(Phrase grounding data)
BEGIN

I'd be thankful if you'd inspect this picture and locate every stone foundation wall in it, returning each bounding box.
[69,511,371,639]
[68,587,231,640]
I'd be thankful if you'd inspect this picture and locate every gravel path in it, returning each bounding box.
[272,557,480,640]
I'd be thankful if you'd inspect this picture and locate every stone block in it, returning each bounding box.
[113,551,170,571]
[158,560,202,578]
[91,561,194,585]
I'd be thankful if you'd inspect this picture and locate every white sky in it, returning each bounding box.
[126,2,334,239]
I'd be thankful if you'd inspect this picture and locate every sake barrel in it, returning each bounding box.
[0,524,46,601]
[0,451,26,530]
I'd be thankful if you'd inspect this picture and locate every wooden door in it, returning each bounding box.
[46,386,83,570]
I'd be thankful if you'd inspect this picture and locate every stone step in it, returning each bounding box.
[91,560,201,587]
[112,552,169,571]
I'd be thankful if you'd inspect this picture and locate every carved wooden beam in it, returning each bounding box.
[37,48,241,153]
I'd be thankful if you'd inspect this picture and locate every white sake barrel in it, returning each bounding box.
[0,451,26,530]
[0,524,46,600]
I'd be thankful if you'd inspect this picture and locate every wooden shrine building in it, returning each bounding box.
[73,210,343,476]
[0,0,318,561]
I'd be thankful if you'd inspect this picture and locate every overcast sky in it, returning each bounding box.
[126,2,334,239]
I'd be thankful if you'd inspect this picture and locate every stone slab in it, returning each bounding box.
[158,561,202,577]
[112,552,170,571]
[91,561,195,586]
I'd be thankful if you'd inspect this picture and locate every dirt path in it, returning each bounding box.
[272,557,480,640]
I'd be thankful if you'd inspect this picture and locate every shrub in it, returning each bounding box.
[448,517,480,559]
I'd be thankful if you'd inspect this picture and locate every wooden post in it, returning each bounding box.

END

■ Brief:
The records above should be set down again word for word.

■ Exercise output:
I'd be thankful if you'd inspect this picture and locate every stone foundation wall in it, returning each bounding box.
[69,511,371,639]
[68,587,231,640]
I'd be thankful if you'd inspect this picture and locate every gravel path in it, returning each bounding box.
[272,557,480,640]
I'd be thankful if you'd inspect this picture and locate every stone block in it, returning each bounding box.
[113,551,170,571]
[158,560,202,578]
[91,561,194,585]
I'd be thankful if you'd inspect this picture and locate every white sky in it, returning each bounding box.
[126,2,334,239]
I'd be thankful if you'd inspect this picture and locate every sake barrel in it, returning each bounding box.
[0,524,46,601]
[0,451,26,530]
I'd be thankful if you'd inspect this picture and locate every wooden door in it, returning each bounding box.
[46,386,83,570]
I'd be thankful if you'd inspect this picture and locate every stone step in it, returning each bounding box.
[91,560,201,587]
[112,552,169,571]
I'd be thankful if you'd inspect this picture and locate every carved wooden beam in it, returning each bounding box.
[37,48,241,153]
I'd be thankful if you'd inspect this picture and locate every white sake barrel in it, returning each bounding box.
[0,451,26,530]
[0,524,46,600]
I'd be thankful if you'd inspect this picture and locate every wooden shrine building in it, returning each bounding box.
[73,210,343,476]
[0,0,318,561]
I'd be thankful if you'd inspect this picture and locate every overcast sky in it, returning each bounding box.
[126,2,334,239]
I'd be thankful if you'd inspect this picture and locate every stone slab in it, returning each bounding box.
[158,561,202,577]
[112,552,170,571]
[91,561,195,586]
I'd be thankful if you'd inspect this picture and locate every dirt path in it, returning each bounding box.
[272,557,480,640]
I'd be thankful if you'd inspect this picture and locate every shrub in it, returning each bounding box.
[448,517,480,559]
I'd be thankful if you'd inspect this picture and locate every wooden post in it, returning each bounding box.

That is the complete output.